**Exercise brief**.
Retype every entry word for word.

**Dataset excerpts**.
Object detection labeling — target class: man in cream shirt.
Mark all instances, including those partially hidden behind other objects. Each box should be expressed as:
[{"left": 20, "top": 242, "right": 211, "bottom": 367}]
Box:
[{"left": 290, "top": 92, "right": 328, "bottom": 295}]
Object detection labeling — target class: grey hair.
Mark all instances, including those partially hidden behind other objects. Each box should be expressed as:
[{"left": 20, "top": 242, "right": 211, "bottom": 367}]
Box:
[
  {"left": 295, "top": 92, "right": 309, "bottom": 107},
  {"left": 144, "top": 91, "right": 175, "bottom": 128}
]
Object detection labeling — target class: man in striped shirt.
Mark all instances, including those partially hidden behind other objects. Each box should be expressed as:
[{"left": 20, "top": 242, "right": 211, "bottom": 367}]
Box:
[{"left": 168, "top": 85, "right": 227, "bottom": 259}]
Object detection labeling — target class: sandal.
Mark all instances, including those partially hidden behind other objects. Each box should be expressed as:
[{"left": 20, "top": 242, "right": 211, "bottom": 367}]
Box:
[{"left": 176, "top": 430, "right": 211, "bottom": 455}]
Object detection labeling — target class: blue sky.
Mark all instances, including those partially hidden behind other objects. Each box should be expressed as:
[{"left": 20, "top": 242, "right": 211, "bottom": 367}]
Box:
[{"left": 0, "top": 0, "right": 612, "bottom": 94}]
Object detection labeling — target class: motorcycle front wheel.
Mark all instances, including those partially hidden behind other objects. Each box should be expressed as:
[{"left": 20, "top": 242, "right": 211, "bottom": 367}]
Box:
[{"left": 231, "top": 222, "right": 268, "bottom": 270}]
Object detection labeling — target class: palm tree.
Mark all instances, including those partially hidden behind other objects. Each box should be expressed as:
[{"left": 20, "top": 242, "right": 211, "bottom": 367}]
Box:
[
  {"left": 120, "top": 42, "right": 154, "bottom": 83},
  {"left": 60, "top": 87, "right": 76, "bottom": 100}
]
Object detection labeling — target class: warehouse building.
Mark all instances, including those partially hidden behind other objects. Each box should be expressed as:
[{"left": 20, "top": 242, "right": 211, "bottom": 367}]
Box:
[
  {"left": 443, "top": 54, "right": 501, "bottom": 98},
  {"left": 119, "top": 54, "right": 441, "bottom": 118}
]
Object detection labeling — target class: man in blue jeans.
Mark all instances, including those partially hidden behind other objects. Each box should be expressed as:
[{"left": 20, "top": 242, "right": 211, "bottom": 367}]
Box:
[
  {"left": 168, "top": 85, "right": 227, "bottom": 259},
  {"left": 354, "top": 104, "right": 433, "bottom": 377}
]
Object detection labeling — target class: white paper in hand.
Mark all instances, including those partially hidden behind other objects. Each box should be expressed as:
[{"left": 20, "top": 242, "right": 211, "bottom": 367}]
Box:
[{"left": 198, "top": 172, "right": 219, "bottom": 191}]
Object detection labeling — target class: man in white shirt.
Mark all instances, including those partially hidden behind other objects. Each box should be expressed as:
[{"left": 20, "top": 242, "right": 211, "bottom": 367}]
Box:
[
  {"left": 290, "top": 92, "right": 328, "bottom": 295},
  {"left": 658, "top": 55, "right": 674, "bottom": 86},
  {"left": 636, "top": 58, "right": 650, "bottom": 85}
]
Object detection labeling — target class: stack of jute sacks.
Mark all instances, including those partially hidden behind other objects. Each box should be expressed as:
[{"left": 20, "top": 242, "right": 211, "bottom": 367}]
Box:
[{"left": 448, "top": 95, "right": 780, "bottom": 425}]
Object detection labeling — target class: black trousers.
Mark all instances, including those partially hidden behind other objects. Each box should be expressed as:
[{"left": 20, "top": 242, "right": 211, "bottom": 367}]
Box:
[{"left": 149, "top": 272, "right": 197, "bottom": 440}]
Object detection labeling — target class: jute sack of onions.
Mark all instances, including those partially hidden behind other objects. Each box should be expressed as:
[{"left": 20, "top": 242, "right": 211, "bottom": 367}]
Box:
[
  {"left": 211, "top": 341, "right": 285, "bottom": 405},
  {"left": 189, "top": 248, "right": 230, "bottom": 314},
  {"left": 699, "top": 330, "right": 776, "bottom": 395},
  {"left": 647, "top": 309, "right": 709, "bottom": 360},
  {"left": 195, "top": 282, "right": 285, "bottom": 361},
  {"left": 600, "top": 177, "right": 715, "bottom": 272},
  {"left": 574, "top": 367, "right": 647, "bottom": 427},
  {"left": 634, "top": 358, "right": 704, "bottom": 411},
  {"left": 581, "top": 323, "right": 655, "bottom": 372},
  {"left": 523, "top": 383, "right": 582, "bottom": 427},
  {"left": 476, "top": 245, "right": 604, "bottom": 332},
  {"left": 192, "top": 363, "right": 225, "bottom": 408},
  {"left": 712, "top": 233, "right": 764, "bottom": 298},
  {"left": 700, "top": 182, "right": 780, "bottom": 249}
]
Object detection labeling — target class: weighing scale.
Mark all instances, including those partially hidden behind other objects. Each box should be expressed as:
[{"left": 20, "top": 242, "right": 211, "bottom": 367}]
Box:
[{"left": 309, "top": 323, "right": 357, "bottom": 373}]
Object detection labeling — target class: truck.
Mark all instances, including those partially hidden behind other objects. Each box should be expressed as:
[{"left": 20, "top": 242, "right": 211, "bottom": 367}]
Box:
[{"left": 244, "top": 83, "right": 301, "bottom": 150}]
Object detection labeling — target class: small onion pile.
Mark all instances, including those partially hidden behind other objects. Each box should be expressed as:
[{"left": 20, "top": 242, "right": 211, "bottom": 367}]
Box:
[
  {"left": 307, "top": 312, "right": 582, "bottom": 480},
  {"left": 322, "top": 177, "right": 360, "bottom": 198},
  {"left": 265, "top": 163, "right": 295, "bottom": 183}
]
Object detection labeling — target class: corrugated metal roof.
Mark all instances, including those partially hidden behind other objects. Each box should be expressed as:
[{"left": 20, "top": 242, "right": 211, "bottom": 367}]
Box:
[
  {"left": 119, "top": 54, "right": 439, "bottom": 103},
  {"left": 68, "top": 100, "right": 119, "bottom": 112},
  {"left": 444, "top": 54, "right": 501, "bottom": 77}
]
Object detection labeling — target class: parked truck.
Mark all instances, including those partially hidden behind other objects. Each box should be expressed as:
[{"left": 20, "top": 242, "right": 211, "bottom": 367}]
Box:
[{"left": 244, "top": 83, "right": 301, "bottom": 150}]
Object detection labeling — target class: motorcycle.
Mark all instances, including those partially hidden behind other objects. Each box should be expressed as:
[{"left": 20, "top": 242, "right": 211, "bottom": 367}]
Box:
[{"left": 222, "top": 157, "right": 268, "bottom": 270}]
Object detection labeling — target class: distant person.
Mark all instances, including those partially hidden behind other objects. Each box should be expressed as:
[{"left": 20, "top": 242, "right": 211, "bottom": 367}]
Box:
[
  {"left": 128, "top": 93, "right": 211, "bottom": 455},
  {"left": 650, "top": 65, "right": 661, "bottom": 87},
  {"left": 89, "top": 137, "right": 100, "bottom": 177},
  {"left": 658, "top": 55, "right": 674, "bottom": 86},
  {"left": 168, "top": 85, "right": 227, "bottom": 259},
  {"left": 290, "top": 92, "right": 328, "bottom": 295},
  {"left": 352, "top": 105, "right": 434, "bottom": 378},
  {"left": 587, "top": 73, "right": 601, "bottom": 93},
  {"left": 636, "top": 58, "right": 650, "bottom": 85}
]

**Written reply**.
Object detection labeling — target class: man in cream shirt.
Mark all instances, including those partially hidden behind other objects. Each box should be expressed as:
[{"left": 20, "top": 242, "right": 211, "bottom": 367}]
Box:
[{"left": 290, "top": 92, "right": 328, "bottom": 295}]
Object detection labeling — target class: grey hair.
Mark all instances, including those partially hidden behind other objects. Each box should be expressed as:
[{"left": 20, "top": 242, "right": 211, "bottom": 367}]
Box:
[
  {"left": 295, "top": 92, "right": 309, "bottom": 107},
  {"left": 144, "top": 91, "right": 175, "bottom": 128}
]
Object detection labeling — target class: man in striped shirt.
Mark all instances, including those partially hidden behind other objects. Each box should be expressed as:
[{"left": 20, "top": 242, "right": 211, "bottom": 367}]
Box:
[{"left": 168, "top": 85, "right": 227, "bottom": 259}]
Object detection labeling — target class: sandal.
Mark all instances, including those partially hidden behind other objects. Each box should be expressed as:
[{"left": 20, "top": 242, "right": 211, "bottom": 367}]
Box:
[{"left": 176, "top": 430, "right": 211, "bottom": 455}]
Object detection labeling — target class: blue sky.
Mark all instances, including those partially hidden behind other objects. Each box should be expressed as:
[{"left": 20, "top": 242, "right": 211, "bottom": 367}]
Box:
[{"left": 0, "top": 0, "right": 612, "bottom": 94}]
Object detection labeling — target class: motorcycle front wheel.
Mark all instances, including those partially hidden behind other objects. Each box should be expressed as:
[{"left": 20, "top": 242, "right": 211, "bottom": 367}]
Box:
[{"left": 231, "top": 222, "right": 268, "bottom": 270}]
Object detection labeling — target class: palm tree.
Mark all instances, including those partially hidden behind other objects. Each box should be expressed as:
[{"left": 20, "top": 242, "right": 211, "bottom": 367}]
Box:
[
  {"left": 120, "top": 42, "right": 154, "bottom": 83},
  {"left": 60, "top": 87, "right": 76, "bottom": 100}
]
Object detection labeling — target class: warehouse building.
Mark all instances, including those partially hidden behind other objects. Each box should be expressed as:
[{"left": 20, "top": 242, "right": 211, "bottom": 367}]
Box:
[
  {"left": 443, "top": 54, "right": 501, "bottom": 98},
  {"left": 119, "top": 54, "right": 441, "bottom": 118}
]
Object detection labeling — target class: man in blue jeans.
Mark all instances, including those partially hidden behind other objects. Each box should be expressed as:
[{"left": 20, "top": 242, "right": 211, "bottom": 367}]
Box:
[
  {"left": 168, "top": 85, "right": 227, "bottom": 259},
  {"left": 354, "top": 104, "right": 433, "bottom": 377}
]
Object detection labeling — target class: white paper in hand.
Mark all instances, including those partially hidden behind other objects. Each box should be expressed as:
[{"left": 20, "top": 242, "right": 211, "bottom": 367}]
Box:
[{"left": 198, "top": 172, "right": 219, "bottom": 191}]
Object detection labeling — target class: man in white shirt.
Mark all instances, including those partially hidden behind other objects. Each box should be expressed as:
[{"left": 20, "top": 242, "right": 211, "bottom": 367}]
Box:
[
  {"left": 290, "top": 92, "right": 328, "bottom": 295},
  {"left": 658, "top": 55, "right": 674, "bottom": 86},
  {"left": 636, "top": 58, "right": 650, "bottom": 85}
]
Object detection labeling — target class: stack of jute sacks.
Mark all instances, including those partially hidden behind other objects. Each box should be expressed as:
[{"left": 20, "top": 242, "right": 211, "bottom": 367}]
Box:
[{"left": 448, "top": 95, "right": 780, "bottom": 425}]
Object detection labeling — target class: black trousers.
Mark all instances, including those partially hidden behind other objects. Each box should be expressed as:
[{"left": 20, "top": 242, "right": 211, "bottom": 367}]
Box:
[{"left": 149, "top": 272, "right": 197, "bottom": 440}]
Object detection labeling — target class: jute sack of onions.
Mark all instances, including those partially hidden behind other objects. Each box should be expressed as:
[{"left": 20, "top": 242, "right": 211, "bottom": 367}]
Box:
[
  {"left": 211, "top": 341, "right": 285, "bottom": 405},
  {"left": 189, "top": 248, "right": 230, "bottom": 314},
  {"left": 699, "top": 330, "right": 776, "bottom": 395},
  {"left": 647, "top": 309, "right": 709, "bottom": 360},
  {"left": 195, "top": 282, "right": 285, "bottom": 361},
  {"left": 600, "top": 177, "right": 715, "bottom": 272},
  {"left": 574, "top": 367, "right": 647, "bottom": 427},
  {"left": 634, "top": 358, "right": 704, "bottom": 411},
  {"left": 581, "top": 323, "right": 655, "bottom": 372},
  {"left": 523, "top": 383, "right": 582, "bottom": 427},
  {"left": 476, "top": 245, "right": 604, "bottom": 332},
  {"left": 192, "top": 363, "right": 225, "bottom": 408},
  {"left": 712, "top": 233, "right": 764, "bottom": 298},
  {"left": 700, "top": 182, "right": 780, "bottom": 249}
]
Object detection labeling — target class: weighing scale.
Mark all instances, including those partially hidden behind other objects. Each box should be expressed as:
[{"left": 20, "top": 242, "right": 211, "bottom": 367}]
Box:
[{"left": 309, "top": 323, "right": 357, "bottom": 373}]
Object detection labeling — target class: truck.
Mark all instances, including those partially hidden behind other objects. Each box should be expressed as:
[{"left": 20, "top": 242, "right": 211, "bottom": 367}]
Box:
[{"left": 244, "top": 83, "right": 301, "bottom": 150}]
Object detection labeling — target class: small onion pile.
Mark all instances, including those partially hidden behind other objects. Each box should be expressed as:
[{"left": 20, "top": 242, "right": 211, "bottom": 367}]
Box:
[
  {"left": 307, "top": 312, "right": 582, "bottom": 480},
  {"left": 322, "top": 177, "right": 360, "bottom": 198},
  {"left": 265, "top": 163, "right": 295, "bottom": 183}
]
Object detection labeling — target class: corrugated metal roof.
Mark all instances, including those partially hidden behind other objects. Each box should be expressed as:
[{"left": 20, "top": 242, "right": 211, "bottom": 367}]
Box:
[
  {"left": 119, "top": 54, "right": 439, "bottom": 103},
  {"left": 68, "top": 100, "right": 119, "bottom": 112},
  {"left": 444, "top": 54, "right": 501, "bottom": 77}
]
Object detection labeling — target class: parked truck.
Mark all instances, including those partially hidden behind other objects. Each box should be expressed as:
[{"left": 20, "top": 242, "right": 211, "bottom": 367}]
Box:
[{"left": 244, "top": 83, "right": 301, "bottom": 150}]
Object detection labeling — target class: motorcycle.
Mark all instances, including those partially hidden behind other objects. Each box should be expressed as:
[{"left": 20, "top": 242, "right": 211, "bottom": 367}]
Box:
[{"left": 222, "top": 157, "right": 268, "bottom": 270}]
Object detection labeling — target class: distant person.
Mark all instances, including those partially hidden behind other objects. Each box should be expressed as:
[{"left": 20, "top": 242, "right": 211, "bottom": 367}]
Box:
[
  {"left": 128, "top": 93, "right": 211, "bottom": 455},
  {"left": 650, "top": 65, "right": 661, "bottom": 87},
  {"left": 89, "top": 137, "right": 100, "bottom": 177},
  {"left": 658, "top": 55, "right": 674, "bottom": 86},
  {"left": 168, "top": 85, "right": 227, "bottom": 259},
  {"left": 290, "top": 92, "right": 328, "bottom": 295},
  {"left": 352, "top": 105, "right": 434, "bottom": 378},
  {"left": 587, "top": 73, "right": 601, "bottom": 93},
  {"left": 636, "top": 58, "right": 650, "bottom": 85}
]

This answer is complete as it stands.